## TEXT SECTION
Brad Hintermeyer has always been active.
The 35-year-old father of two was a high school swimmer and soccer player in Moorhead, Minnesota, and coached a local swim club while he attended North Dakota State University. He regularly ran with friends and watched his dad stay in shape for his career in the military.
So it made perfect sense that when he chose a career, it involved helping others stay active. He studied human performance and fitness, thinking that was the route he would take. But an internship in cardiac rehabilitation was eye-opening.
“That skewed my decision,” Hintermeyer says.
He was hooked when he saw how exercise and activity could so improve someone’s life.
“It was the ability to see someone right after a major heart event, surgery or heart attack, and watch them start their activity program,” Hintermeyer says. “Maybe it was just walking, but then the satisfaction of seeing them through a three-month program and getting them back to the things they were doing.”
His passions for fitness and helping others together mean he’s one of many training for the Fargo Half-Marathon in May and encouraging others to get in shape, too. He hasn’t run the half for several years, but he regularly does adventure races.

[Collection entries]

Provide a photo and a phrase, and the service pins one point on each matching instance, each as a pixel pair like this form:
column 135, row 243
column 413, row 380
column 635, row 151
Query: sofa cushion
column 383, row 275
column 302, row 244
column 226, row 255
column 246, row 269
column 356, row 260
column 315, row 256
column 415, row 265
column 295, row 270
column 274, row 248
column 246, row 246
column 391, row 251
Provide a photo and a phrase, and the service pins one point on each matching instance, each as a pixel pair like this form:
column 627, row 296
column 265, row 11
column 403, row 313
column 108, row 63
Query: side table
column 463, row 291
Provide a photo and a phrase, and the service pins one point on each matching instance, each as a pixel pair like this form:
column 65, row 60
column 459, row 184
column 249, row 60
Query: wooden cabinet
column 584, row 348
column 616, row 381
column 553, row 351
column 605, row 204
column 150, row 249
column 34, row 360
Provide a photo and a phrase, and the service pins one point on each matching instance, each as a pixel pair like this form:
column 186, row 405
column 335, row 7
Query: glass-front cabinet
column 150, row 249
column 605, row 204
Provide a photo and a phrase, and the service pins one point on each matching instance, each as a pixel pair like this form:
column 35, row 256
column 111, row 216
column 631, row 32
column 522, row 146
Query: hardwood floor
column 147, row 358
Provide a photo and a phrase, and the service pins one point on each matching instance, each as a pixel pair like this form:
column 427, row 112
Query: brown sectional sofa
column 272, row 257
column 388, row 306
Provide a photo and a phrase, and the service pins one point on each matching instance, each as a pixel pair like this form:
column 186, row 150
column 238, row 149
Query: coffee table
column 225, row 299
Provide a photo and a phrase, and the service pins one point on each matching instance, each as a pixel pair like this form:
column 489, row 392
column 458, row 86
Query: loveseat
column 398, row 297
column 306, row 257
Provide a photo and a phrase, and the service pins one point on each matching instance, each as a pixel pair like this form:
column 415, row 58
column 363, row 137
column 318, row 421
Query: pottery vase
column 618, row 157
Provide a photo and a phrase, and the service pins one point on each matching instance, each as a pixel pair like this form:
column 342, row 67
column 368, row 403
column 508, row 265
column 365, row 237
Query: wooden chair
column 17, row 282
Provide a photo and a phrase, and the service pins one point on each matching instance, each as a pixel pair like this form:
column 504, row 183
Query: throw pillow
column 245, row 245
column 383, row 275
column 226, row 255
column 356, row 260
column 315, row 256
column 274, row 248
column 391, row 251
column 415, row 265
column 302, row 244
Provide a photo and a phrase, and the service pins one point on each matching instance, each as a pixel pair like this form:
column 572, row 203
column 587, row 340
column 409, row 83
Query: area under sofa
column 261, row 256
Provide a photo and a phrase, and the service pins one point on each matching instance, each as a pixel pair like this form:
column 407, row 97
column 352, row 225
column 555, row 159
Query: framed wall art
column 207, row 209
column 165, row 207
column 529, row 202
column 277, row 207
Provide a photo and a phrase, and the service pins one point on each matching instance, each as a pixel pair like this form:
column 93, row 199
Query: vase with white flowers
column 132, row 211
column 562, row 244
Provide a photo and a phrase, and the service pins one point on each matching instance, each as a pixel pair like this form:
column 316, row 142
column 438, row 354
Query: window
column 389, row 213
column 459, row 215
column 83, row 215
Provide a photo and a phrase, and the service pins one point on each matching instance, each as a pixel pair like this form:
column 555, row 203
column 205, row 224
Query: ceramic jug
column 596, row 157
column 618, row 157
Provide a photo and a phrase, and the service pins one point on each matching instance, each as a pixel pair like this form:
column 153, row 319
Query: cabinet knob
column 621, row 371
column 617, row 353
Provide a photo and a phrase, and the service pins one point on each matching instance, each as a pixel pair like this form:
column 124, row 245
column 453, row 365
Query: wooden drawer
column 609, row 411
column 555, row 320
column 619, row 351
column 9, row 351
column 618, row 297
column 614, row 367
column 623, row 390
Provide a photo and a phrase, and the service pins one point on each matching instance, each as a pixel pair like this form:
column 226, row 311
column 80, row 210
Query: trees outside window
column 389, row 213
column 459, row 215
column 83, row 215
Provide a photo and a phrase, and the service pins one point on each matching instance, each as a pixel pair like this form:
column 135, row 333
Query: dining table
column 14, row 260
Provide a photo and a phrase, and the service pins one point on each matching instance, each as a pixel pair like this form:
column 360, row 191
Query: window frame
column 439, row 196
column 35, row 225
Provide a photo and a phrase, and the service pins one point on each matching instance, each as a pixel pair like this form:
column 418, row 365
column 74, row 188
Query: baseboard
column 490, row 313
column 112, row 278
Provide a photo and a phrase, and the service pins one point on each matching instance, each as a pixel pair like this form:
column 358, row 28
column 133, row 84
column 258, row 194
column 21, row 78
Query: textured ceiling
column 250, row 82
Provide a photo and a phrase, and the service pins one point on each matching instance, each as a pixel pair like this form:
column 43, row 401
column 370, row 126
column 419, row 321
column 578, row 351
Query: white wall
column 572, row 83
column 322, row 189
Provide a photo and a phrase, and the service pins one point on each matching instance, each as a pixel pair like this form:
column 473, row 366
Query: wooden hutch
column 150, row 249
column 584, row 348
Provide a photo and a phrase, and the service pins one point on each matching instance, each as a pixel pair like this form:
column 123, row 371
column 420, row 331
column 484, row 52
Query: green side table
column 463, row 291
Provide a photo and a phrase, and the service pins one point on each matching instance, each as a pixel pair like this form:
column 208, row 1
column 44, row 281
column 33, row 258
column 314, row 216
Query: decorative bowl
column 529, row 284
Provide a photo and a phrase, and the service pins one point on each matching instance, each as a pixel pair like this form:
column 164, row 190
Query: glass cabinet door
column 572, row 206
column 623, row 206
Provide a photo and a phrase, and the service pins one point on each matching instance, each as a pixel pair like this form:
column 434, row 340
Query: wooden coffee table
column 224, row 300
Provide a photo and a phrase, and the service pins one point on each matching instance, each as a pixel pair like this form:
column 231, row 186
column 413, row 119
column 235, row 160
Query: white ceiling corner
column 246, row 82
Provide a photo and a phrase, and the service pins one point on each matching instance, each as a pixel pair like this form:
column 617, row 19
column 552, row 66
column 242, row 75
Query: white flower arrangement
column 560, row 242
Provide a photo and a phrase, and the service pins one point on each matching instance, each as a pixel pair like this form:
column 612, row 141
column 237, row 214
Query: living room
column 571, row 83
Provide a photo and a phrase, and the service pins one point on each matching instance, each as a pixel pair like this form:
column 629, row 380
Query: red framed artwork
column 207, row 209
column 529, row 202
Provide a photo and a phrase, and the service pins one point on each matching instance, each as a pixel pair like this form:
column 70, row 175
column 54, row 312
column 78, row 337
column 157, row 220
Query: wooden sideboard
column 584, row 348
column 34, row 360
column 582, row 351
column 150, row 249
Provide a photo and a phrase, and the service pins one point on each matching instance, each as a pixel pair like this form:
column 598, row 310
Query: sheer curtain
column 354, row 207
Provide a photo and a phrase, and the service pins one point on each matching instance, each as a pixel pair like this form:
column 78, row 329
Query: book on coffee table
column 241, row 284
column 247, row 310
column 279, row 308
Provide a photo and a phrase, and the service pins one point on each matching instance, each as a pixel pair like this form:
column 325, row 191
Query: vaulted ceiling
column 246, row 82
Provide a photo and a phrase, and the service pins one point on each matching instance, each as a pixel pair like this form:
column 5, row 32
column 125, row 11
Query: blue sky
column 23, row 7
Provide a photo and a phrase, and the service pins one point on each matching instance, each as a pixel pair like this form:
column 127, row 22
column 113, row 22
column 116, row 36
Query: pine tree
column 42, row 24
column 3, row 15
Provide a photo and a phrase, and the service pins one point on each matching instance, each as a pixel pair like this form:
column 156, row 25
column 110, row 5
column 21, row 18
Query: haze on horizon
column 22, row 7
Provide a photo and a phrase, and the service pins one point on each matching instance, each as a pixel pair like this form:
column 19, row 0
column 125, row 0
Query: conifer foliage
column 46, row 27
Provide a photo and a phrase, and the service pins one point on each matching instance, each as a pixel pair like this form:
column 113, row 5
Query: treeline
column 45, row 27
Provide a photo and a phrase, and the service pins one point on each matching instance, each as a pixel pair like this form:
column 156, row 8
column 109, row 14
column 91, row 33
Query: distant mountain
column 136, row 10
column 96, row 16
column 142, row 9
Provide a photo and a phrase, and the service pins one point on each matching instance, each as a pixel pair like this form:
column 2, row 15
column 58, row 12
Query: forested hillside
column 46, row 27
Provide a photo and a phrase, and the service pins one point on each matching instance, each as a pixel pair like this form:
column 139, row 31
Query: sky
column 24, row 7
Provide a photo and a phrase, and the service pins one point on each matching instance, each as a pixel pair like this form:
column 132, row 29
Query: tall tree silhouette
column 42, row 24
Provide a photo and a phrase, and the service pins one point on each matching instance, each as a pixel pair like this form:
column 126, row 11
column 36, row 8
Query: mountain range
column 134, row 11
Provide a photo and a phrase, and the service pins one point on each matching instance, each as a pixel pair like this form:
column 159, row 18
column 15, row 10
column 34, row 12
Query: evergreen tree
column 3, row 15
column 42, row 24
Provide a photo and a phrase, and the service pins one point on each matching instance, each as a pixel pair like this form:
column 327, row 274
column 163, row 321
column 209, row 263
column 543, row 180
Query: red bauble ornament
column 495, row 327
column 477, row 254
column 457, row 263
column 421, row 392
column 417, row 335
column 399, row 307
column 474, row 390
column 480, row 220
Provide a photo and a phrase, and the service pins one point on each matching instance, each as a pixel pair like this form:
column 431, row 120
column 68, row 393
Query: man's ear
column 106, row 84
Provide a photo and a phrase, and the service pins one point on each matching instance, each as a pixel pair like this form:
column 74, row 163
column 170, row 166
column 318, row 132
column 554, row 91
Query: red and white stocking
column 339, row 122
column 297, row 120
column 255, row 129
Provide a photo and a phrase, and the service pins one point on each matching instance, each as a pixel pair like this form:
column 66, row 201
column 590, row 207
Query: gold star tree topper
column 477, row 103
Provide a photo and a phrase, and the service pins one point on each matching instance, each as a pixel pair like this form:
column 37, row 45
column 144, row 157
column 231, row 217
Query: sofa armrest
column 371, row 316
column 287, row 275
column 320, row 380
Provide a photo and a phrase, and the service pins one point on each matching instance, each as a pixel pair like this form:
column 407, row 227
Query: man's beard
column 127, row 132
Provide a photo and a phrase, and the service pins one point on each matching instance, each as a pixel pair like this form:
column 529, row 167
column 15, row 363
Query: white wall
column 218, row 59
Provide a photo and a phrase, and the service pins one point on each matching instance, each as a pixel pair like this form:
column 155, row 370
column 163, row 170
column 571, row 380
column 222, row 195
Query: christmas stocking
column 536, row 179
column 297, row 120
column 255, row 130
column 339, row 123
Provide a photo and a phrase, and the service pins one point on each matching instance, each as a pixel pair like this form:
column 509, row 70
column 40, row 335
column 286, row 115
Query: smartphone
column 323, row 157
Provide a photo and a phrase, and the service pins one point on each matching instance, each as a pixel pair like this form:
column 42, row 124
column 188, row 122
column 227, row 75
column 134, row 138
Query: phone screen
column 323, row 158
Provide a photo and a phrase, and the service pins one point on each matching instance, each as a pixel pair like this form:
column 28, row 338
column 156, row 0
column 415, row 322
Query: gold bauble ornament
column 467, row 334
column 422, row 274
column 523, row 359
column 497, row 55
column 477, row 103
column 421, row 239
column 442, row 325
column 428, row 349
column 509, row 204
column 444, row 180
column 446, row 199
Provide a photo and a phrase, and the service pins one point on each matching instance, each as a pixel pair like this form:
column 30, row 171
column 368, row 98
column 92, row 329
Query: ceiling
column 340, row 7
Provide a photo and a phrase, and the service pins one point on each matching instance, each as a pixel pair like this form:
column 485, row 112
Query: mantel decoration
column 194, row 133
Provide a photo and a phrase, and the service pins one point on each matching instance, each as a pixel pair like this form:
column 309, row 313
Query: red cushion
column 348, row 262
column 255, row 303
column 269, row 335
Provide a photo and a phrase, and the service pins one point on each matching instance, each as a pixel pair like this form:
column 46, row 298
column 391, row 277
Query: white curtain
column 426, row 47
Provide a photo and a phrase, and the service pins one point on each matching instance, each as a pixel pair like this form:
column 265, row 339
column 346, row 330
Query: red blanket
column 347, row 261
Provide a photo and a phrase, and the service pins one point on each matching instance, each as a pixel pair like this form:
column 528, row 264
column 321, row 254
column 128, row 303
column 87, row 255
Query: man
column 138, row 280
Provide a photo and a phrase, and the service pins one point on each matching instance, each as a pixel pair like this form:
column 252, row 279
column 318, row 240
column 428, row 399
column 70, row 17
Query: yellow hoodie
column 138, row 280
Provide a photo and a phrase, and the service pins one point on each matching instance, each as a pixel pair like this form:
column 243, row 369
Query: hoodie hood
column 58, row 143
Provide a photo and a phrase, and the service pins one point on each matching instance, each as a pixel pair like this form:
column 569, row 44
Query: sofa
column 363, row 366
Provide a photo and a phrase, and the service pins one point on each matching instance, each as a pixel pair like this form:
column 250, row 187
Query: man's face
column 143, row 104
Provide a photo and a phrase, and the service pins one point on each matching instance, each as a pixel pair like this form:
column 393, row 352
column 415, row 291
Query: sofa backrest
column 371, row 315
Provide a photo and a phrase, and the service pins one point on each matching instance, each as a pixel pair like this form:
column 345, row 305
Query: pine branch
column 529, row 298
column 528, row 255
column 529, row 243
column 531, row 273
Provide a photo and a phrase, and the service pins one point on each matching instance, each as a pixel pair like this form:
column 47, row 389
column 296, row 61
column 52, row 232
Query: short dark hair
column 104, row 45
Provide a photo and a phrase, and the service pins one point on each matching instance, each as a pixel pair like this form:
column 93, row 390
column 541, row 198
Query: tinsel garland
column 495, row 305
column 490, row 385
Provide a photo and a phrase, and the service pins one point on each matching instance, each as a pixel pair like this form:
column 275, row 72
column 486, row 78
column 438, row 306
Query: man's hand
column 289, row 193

## WHAT TO DO
(A) According to the profile of Brad Hintermeyer, in what field was the internship that changed his career decision?
(B) Write the next part of the profile of Brad Hintermeyer, picking up after its final sentence.
Nothing in the rows matters here.

## YOUR WRITTEN ANSWERS
(A) Cardiac rehabilitation.

(B)
“I do an early-morning employee circuit at our medical fitness gym,” says Hintermeyer, who has worked in Sanford Health’s cardiac rehab for 12 years. “I thought this would be a great time to get back into it.”
On his own routine: I try to work out every day if I can, five days a week. The ability to stay relatively fit helps with the day-to-day demands.
On how it translates at work: Every day, I try to explain the importance of staying active and healthy and how that relates to a healthy body and heart. I try to practice what I preach and get my workout in over my lunch hour if I don’t do it in the morning.
On how it translates at home: Activity is so important for young ones and kids as they grow, so I try to create an environment where movement is easy to do. If I’m working out at home on the weekend, I’ll do it in a way where the kids can join if they want to. I got a lot of good running behind my daughter Lauren’s bike, helping her get off training wheels.
On watching people start: We would get our patients to train and get together and do the Fargo 5K, and they would do it as a group. They would walk or run or do whatever they could do.
On his own training: It’s been a long time since I’ve run this distance. I do annual mud runs or sprint triathlons. I’m doing the same training I’ve been doing – some weight training, some circuit classes, and a few days of running, building up to longer runs. Since my goals aren’t to hit a certain time, my body feels better when I do some variety.
On consistency: Find a program that works for you – look at your day and see where you can get a workout in. Then it’s what can help you stay consistent – a buddy or family member or class, and what fuels your fire. Consistency is the secret ingredient to get to your goals.